• [EXERCISE REQUIREMENTS]
Extract the line that contains "Tag the store floor" and every line after it to the end of the records below, exactly as written and nothing else.

####

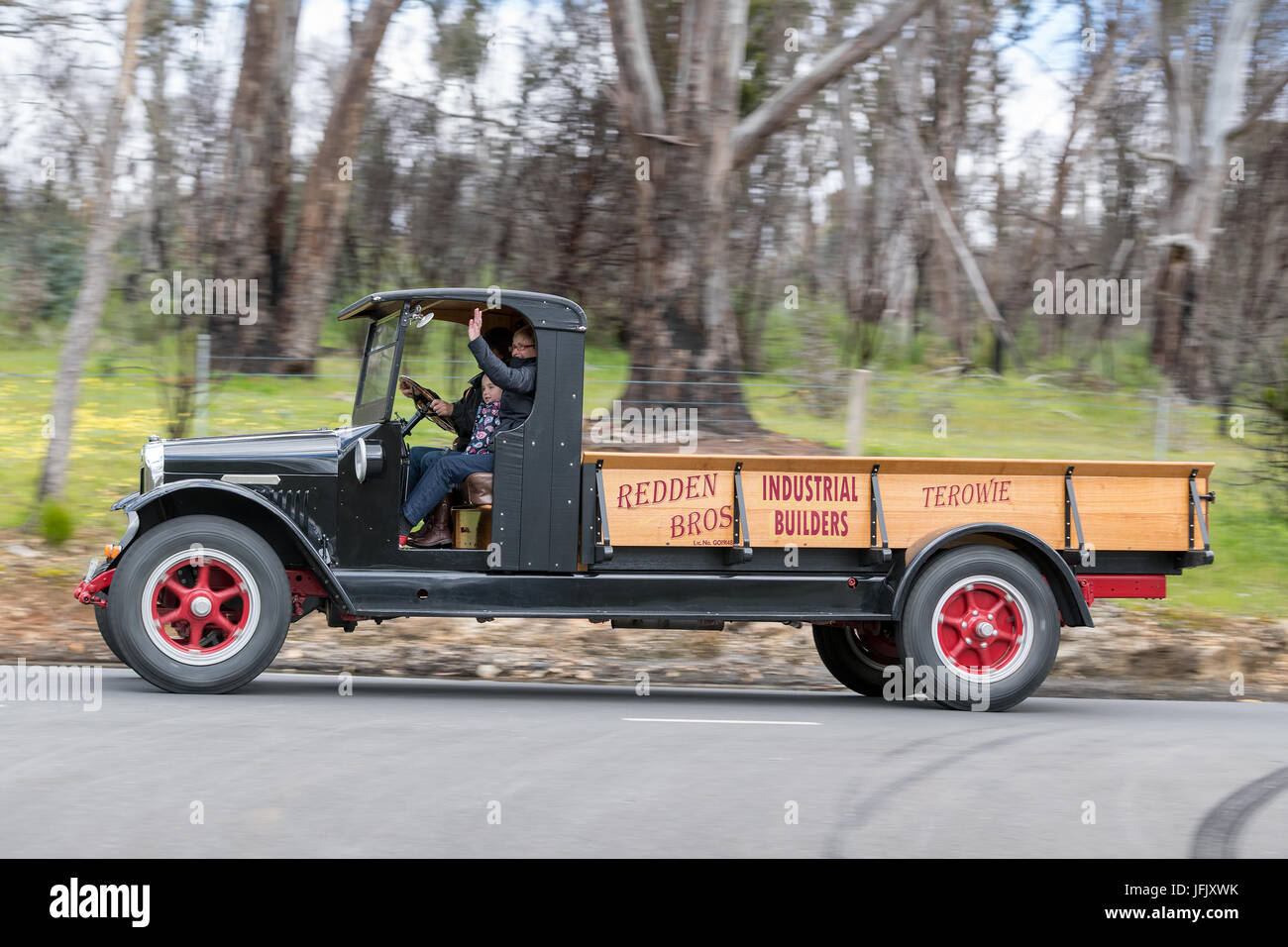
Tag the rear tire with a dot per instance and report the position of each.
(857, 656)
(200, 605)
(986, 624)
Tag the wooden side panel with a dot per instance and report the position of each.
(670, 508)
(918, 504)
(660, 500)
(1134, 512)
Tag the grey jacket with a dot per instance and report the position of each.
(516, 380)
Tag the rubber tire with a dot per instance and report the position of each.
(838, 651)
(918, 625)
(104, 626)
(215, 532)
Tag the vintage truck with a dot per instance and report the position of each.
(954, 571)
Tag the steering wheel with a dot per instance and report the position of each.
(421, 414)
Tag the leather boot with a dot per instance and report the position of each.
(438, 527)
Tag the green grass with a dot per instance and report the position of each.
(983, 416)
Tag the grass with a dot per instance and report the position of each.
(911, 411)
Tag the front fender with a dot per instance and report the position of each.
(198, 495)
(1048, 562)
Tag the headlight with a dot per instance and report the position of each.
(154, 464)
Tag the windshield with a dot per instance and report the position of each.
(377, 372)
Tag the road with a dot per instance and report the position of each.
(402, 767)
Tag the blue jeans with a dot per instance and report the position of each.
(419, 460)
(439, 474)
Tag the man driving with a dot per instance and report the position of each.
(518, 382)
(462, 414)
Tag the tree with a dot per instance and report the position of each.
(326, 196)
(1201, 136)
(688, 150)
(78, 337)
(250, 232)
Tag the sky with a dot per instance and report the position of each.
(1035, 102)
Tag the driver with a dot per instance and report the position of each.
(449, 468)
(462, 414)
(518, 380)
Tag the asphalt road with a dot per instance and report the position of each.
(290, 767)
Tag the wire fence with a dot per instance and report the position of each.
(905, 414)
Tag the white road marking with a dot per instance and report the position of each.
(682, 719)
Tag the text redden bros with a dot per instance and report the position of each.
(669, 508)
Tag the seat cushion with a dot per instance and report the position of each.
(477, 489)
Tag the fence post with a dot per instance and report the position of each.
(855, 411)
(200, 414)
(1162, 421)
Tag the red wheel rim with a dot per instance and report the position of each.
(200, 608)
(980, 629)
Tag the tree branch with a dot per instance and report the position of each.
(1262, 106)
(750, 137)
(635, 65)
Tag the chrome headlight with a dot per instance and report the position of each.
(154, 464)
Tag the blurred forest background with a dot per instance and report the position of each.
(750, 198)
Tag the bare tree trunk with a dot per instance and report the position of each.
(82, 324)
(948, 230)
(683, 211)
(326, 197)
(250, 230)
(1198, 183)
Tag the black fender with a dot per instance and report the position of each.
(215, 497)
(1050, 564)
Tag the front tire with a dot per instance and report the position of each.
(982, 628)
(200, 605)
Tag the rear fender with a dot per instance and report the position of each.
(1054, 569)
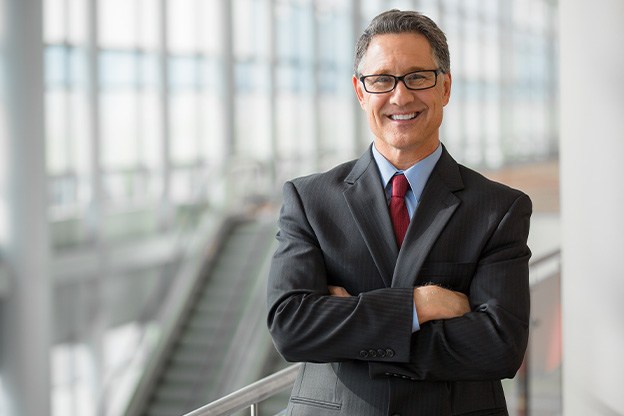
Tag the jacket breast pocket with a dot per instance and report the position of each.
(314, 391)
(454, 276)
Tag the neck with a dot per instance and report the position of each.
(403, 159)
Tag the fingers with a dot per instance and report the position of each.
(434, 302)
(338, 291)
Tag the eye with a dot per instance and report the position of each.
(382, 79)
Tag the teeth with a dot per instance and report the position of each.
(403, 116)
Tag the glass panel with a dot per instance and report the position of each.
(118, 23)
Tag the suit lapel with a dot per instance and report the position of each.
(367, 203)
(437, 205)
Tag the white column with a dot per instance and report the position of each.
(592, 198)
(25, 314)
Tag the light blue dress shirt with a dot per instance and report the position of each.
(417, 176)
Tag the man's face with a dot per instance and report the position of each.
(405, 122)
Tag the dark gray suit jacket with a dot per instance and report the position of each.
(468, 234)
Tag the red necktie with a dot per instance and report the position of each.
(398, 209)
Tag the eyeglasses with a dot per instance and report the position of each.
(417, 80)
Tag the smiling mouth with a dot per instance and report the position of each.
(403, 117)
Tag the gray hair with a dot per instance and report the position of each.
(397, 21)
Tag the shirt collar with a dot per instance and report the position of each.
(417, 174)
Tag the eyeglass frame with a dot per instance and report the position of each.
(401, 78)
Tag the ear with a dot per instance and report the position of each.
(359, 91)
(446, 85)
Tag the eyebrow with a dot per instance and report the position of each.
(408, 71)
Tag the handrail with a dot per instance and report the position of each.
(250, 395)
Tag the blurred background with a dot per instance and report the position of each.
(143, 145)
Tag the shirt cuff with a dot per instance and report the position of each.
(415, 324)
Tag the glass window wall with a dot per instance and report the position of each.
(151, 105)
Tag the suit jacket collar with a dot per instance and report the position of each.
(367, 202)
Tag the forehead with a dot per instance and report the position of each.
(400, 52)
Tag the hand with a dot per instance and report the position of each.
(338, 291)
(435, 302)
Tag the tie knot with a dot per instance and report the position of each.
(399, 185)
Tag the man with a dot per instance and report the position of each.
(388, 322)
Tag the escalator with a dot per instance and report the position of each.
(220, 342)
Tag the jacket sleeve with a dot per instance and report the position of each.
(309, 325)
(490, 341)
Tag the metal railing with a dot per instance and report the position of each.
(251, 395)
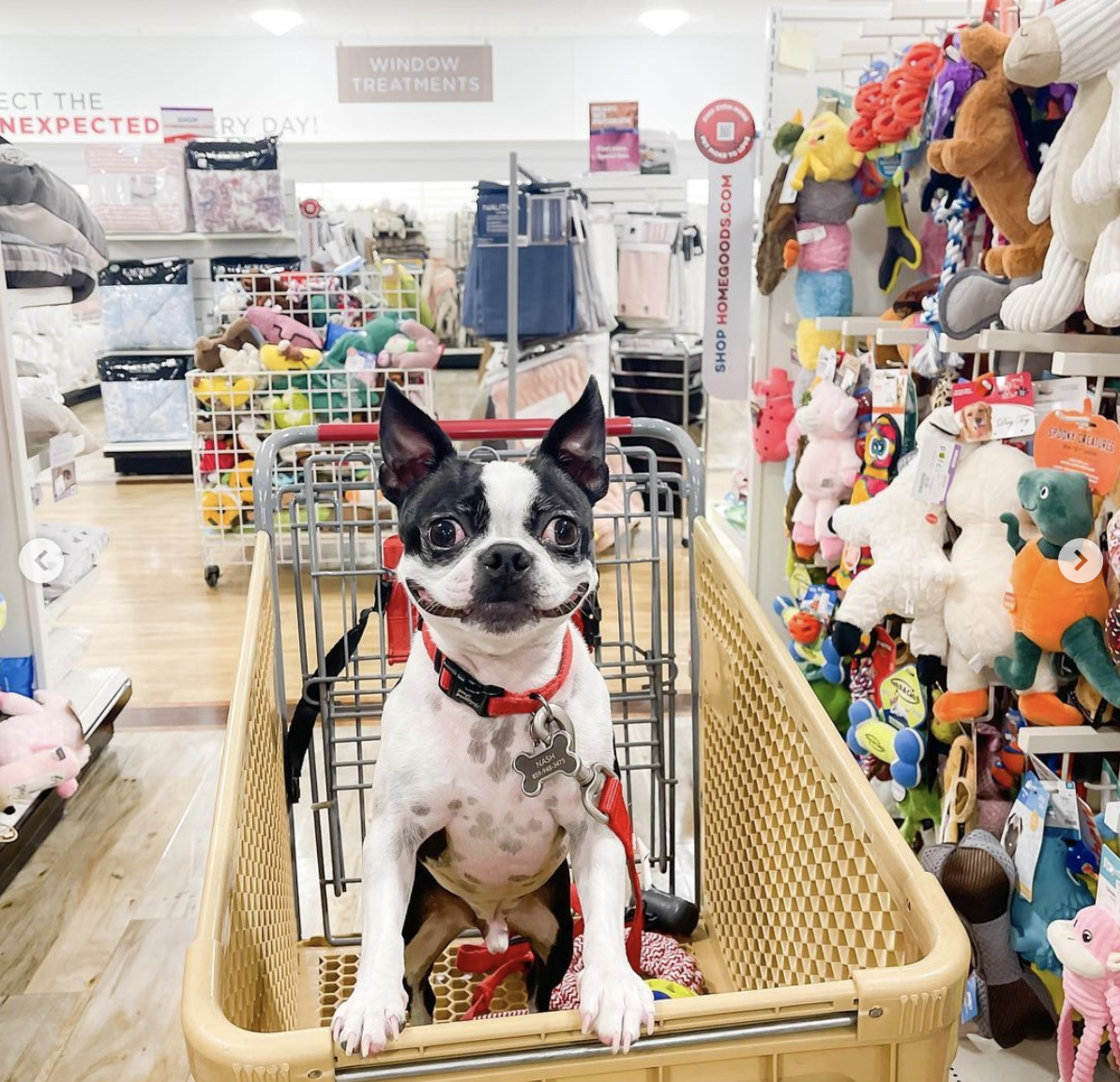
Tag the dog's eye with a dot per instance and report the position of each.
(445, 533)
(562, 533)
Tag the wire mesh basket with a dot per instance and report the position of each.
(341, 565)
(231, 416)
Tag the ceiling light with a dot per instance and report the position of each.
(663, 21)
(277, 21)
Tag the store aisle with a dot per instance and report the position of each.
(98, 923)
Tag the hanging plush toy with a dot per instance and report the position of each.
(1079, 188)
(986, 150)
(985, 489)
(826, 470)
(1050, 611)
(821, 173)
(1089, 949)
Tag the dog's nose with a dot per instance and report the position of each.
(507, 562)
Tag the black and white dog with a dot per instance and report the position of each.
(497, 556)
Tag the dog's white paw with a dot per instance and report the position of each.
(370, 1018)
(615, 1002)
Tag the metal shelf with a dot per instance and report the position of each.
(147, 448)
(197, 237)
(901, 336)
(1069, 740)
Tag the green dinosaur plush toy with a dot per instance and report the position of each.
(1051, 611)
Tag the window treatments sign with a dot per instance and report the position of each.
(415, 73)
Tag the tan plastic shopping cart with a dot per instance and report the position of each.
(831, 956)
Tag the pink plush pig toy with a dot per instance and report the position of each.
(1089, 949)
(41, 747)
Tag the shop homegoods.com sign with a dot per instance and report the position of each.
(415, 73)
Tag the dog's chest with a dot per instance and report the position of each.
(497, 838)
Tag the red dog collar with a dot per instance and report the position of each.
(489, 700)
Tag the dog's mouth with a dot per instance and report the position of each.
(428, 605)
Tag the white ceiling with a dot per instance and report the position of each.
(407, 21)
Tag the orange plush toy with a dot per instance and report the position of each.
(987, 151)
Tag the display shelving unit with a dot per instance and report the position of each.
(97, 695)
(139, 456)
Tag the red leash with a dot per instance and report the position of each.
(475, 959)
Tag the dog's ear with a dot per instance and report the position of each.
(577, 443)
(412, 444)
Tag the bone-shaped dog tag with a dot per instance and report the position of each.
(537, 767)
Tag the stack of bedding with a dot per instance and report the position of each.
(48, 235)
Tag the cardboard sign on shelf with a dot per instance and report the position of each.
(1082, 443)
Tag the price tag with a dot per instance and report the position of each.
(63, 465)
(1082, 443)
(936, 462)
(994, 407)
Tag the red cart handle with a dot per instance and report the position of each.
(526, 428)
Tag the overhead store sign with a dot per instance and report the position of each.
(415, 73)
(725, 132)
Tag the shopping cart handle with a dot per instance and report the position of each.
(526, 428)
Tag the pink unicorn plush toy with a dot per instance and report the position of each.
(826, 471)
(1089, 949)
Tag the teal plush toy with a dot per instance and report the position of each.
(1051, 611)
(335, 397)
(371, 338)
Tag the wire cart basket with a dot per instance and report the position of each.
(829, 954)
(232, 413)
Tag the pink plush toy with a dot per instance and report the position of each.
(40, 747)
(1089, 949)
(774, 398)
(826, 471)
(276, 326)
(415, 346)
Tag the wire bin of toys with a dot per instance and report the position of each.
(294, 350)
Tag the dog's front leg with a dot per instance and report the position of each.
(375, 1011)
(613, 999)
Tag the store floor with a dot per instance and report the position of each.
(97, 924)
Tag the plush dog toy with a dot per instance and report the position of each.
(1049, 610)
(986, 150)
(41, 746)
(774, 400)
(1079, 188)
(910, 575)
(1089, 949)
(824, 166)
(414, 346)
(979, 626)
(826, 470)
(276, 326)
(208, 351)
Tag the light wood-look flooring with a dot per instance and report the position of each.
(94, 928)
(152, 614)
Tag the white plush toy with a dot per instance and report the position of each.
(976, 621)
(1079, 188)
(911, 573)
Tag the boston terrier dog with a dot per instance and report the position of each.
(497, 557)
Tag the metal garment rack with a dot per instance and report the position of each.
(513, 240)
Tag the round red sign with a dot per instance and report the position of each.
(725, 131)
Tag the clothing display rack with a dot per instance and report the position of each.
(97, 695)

####

• [RESPONSE TO THE TASK]
Tag the store floor with a dot per instance and report the position of each.
(97, 924)
Tag the plush dog toy with a dot per instance and report the position of each.
(1049, 610)
(986, 150)
(41, 746)
(774, 400)
(1079, 188)
(910, 575)
(1089, 949)
(824, 166)
(414, 346)
(979, 626)
(826, 470)
(276, 326)
(208, 351)
Tag the light wood-look flooring with a dot per instance and report the position of each.
(94, 928)
(152, 614)
Tag the white plush toy with a dot per instance and report the position of each.
(976, 621)
(1079, 188)
(911, 573)
Tag the boston terrier dog with a dot per instance and report the position of each.
(497, 557)
Tag the metal garment rack with a dot per instance and report the position of each.
(513, 240)
Tag the round red sign with a dot per instance and report the position of each.
(725, 131)
Tag the clothing display rack with a dot per instance and report the position of each.
(97, 695)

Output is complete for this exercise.